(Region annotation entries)
* Start *

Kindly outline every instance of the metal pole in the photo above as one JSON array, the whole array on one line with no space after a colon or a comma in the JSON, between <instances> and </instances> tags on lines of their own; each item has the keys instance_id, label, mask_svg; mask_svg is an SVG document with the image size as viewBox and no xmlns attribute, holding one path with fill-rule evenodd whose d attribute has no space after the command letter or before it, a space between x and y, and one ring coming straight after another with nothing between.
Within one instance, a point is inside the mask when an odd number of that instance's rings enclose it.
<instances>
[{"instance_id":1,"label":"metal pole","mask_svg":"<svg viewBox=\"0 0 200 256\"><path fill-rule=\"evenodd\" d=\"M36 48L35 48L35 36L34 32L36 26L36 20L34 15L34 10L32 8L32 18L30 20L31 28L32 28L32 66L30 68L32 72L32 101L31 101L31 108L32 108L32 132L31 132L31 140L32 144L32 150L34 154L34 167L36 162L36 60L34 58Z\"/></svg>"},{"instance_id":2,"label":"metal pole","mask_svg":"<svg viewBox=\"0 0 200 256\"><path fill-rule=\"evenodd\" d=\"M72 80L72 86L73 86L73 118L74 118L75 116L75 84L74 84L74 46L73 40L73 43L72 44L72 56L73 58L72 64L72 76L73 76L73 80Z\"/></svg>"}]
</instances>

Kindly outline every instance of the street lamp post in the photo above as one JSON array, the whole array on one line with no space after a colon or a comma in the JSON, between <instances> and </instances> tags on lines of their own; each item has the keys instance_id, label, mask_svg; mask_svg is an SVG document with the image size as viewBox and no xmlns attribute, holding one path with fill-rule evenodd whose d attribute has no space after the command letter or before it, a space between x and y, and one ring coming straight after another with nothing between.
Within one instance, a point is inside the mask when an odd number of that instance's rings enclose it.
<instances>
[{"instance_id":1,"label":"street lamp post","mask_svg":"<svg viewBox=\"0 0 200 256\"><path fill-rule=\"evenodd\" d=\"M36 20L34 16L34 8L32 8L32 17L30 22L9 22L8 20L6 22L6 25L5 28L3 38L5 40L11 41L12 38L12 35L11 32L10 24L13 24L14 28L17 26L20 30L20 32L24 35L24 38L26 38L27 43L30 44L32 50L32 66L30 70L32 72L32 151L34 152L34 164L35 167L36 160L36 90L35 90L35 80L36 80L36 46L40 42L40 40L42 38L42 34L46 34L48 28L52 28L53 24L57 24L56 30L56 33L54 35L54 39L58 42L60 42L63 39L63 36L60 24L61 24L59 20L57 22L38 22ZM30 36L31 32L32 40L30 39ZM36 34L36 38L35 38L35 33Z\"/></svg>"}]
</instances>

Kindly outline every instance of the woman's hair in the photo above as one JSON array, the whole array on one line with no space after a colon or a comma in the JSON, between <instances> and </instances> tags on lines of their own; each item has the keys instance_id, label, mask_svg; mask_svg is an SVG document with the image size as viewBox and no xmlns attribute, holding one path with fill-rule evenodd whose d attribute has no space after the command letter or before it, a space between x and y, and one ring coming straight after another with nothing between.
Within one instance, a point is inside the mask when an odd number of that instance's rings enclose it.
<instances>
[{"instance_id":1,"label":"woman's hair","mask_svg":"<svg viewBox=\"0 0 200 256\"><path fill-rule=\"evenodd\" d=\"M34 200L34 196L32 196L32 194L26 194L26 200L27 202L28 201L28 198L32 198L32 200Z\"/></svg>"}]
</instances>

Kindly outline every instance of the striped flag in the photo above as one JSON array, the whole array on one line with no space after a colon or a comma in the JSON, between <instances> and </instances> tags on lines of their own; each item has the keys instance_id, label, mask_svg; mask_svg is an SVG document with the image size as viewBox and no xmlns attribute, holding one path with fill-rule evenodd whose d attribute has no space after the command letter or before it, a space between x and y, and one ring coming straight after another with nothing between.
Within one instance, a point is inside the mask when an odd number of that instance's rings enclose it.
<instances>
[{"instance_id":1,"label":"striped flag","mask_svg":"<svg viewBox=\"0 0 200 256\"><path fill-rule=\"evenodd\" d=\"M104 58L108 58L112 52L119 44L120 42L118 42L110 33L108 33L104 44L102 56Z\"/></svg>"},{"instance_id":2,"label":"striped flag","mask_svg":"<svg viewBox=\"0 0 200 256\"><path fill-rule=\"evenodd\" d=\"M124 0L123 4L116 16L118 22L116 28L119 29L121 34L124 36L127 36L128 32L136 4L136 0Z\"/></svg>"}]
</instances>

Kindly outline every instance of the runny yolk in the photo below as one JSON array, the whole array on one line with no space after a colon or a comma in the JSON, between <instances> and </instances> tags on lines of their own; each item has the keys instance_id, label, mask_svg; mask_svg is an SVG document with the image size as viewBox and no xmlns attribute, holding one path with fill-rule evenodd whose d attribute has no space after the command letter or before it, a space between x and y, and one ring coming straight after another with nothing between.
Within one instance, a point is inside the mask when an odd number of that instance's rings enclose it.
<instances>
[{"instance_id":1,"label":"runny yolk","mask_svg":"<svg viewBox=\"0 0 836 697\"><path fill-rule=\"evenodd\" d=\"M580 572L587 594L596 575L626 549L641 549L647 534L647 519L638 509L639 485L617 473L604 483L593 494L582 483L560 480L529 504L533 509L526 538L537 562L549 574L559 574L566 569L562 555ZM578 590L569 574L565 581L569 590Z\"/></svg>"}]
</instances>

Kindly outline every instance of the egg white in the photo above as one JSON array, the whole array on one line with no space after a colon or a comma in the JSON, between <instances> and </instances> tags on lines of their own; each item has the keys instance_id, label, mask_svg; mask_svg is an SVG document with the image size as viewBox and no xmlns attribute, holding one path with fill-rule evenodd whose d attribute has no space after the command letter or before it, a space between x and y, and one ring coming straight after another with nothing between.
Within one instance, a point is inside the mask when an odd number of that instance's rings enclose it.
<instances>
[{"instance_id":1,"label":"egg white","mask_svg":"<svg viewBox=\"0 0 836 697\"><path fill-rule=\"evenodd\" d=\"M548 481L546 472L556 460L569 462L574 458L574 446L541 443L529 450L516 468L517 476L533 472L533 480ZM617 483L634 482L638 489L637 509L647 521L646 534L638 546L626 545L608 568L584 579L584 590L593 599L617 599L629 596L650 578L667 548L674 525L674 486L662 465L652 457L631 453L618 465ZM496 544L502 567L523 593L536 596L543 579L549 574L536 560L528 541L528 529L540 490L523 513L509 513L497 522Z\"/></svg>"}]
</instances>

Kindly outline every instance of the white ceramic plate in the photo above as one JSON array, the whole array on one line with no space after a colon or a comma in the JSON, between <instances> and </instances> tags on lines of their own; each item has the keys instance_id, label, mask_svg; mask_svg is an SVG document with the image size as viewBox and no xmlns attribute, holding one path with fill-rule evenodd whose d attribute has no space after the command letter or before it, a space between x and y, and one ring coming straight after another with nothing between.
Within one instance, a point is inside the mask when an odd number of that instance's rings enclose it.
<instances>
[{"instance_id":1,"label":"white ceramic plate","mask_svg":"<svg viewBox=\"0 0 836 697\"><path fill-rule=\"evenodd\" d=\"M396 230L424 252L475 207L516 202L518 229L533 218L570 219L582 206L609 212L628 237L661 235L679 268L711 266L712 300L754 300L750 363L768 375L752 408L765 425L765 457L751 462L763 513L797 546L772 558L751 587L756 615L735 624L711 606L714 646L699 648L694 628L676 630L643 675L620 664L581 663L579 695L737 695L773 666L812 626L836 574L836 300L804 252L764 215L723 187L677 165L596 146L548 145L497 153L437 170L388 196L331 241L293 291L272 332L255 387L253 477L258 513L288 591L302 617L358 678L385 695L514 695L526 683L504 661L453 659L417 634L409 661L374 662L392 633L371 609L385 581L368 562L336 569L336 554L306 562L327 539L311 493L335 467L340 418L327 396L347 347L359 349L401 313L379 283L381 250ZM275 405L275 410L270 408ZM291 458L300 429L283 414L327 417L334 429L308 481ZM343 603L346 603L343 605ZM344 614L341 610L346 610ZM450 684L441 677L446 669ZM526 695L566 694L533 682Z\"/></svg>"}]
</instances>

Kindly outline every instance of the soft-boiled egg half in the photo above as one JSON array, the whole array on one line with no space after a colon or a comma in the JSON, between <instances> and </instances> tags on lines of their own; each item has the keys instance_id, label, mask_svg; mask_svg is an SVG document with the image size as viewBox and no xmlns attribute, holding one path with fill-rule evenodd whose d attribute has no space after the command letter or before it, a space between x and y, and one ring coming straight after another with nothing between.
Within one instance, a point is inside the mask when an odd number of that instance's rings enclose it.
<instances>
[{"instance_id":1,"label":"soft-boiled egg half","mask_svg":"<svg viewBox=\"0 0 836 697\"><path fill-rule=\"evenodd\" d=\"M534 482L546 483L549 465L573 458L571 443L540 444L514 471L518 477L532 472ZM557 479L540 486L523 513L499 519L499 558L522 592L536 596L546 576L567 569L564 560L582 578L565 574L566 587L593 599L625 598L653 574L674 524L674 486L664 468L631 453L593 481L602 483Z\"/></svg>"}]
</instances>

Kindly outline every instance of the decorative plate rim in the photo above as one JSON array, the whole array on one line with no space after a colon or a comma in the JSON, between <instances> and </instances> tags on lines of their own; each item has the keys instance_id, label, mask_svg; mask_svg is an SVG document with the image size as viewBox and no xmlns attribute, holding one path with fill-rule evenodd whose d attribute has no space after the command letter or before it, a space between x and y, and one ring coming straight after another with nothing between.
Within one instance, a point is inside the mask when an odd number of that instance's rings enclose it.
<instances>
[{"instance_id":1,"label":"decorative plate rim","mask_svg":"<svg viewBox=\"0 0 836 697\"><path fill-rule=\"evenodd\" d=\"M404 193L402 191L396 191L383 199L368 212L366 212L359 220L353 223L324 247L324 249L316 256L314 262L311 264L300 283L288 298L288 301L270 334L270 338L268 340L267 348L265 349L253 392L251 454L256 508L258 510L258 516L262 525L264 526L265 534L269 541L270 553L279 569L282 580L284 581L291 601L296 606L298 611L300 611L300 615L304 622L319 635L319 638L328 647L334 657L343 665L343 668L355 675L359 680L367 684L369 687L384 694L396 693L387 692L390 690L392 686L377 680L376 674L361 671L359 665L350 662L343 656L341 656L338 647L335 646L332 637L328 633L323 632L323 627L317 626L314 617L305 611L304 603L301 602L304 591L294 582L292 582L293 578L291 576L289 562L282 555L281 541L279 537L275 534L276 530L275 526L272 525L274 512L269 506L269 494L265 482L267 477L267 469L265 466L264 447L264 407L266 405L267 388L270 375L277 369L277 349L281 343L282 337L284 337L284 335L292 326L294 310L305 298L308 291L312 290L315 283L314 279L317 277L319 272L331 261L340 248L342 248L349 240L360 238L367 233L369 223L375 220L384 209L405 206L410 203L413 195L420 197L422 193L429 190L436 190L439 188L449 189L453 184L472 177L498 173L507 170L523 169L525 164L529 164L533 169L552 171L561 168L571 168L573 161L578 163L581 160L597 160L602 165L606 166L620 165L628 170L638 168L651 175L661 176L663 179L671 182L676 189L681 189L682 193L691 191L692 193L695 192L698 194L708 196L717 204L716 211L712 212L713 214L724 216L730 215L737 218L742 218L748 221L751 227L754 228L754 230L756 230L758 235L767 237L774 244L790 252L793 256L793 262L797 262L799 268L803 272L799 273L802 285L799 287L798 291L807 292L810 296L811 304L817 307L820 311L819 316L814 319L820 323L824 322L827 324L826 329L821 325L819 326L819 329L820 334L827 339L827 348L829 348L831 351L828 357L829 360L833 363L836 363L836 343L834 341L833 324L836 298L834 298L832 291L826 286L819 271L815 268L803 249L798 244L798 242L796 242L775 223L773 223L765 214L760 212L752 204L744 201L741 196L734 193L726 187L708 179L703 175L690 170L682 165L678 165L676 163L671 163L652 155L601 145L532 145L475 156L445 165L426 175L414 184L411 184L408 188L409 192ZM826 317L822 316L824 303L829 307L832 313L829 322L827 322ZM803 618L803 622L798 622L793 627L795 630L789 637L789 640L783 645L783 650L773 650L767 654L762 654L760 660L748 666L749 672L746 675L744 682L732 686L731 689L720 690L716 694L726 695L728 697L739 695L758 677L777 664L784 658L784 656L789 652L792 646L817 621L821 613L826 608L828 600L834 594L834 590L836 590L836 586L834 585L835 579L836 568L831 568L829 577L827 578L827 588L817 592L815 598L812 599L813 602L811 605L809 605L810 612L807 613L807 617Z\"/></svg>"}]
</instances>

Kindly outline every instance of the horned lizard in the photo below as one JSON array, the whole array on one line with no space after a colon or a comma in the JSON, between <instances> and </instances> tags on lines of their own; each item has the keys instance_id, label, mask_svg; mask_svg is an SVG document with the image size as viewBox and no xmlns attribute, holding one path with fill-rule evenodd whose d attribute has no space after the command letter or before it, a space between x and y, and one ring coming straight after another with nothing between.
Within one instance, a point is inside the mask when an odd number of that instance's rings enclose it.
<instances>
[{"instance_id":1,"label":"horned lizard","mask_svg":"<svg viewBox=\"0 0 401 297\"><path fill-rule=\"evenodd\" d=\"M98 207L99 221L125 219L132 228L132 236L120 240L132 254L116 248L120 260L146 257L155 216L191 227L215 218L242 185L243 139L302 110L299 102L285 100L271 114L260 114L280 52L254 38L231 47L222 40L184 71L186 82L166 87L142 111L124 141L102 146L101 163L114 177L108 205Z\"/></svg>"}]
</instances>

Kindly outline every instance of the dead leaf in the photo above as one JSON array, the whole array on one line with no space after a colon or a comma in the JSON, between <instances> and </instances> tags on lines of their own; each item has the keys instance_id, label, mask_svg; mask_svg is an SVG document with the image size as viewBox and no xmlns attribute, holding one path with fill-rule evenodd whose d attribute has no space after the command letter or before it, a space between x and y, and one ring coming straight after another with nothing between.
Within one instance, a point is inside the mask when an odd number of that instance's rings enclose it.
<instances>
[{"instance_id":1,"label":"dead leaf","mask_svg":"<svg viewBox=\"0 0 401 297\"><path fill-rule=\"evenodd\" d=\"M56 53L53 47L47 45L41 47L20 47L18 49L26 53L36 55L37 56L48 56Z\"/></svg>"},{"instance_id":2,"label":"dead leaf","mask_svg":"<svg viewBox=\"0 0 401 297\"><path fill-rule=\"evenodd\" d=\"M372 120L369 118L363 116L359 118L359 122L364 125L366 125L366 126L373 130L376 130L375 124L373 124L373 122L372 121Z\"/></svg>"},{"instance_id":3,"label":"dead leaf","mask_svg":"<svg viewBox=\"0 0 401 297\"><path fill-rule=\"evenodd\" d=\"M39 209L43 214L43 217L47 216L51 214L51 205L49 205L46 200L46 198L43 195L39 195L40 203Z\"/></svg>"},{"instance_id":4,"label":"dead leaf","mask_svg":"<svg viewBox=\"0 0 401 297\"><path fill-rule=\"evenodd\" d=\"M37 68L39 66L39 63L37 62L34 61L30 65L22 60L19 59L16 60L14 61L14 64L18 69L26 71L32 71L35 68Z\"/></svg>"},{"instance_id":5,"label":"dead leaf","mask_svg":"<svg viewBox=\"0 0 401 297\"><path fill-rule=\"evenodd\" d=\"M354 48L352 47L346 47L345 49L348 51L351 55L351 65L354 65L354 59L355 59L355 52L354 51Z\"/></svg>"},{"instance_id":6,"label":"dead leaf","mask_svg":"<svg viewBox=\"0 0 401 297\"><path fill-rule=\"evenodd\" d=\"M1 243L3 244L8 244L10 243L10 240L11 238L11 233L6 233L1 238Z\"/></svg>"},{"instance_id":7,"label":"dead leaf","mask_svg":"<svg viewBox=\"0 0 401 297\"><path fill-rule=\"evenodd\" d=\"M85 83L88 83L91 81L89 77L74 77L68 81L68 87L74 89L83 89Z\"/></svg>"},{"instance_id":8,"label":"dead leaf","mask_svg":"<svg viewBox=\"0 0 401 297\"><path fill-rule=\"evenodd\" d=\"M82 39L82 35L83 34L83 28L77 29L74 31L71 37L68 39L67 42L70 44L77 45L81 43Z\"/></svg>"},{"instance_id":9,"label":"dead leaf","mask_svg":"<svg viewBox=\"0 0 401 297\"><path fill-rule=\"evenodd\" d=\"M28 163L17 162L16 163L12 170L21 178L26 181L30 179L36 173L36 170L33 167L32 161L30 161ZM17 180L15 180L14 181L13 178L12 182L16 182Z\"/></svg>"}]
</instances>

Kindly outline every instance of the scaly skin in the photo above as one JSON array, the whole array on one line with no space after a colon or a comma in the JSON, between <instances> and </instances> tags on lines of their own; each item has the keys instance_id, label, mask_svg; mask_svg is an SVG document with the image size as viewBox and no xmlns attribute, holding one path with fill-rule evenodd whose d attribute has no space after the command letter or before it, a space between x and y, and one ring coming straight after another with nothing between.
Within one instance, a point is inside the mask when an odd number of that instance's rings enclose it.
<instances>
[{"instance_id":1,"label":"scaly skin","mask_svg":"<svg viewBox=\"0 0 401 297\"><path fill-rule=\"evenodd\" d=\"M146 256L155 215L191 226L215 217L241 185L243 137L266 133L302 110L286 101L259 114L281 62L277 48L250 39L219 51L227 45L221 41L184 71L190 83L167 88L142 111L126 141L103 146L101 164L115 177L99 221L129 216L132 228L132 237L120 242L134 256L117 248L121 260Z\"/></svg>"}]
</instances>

* End *

## SET EXERCISE
How many lines in the records contain the string "lizard"? Reply with the number alone.

## THE RESPONSE
2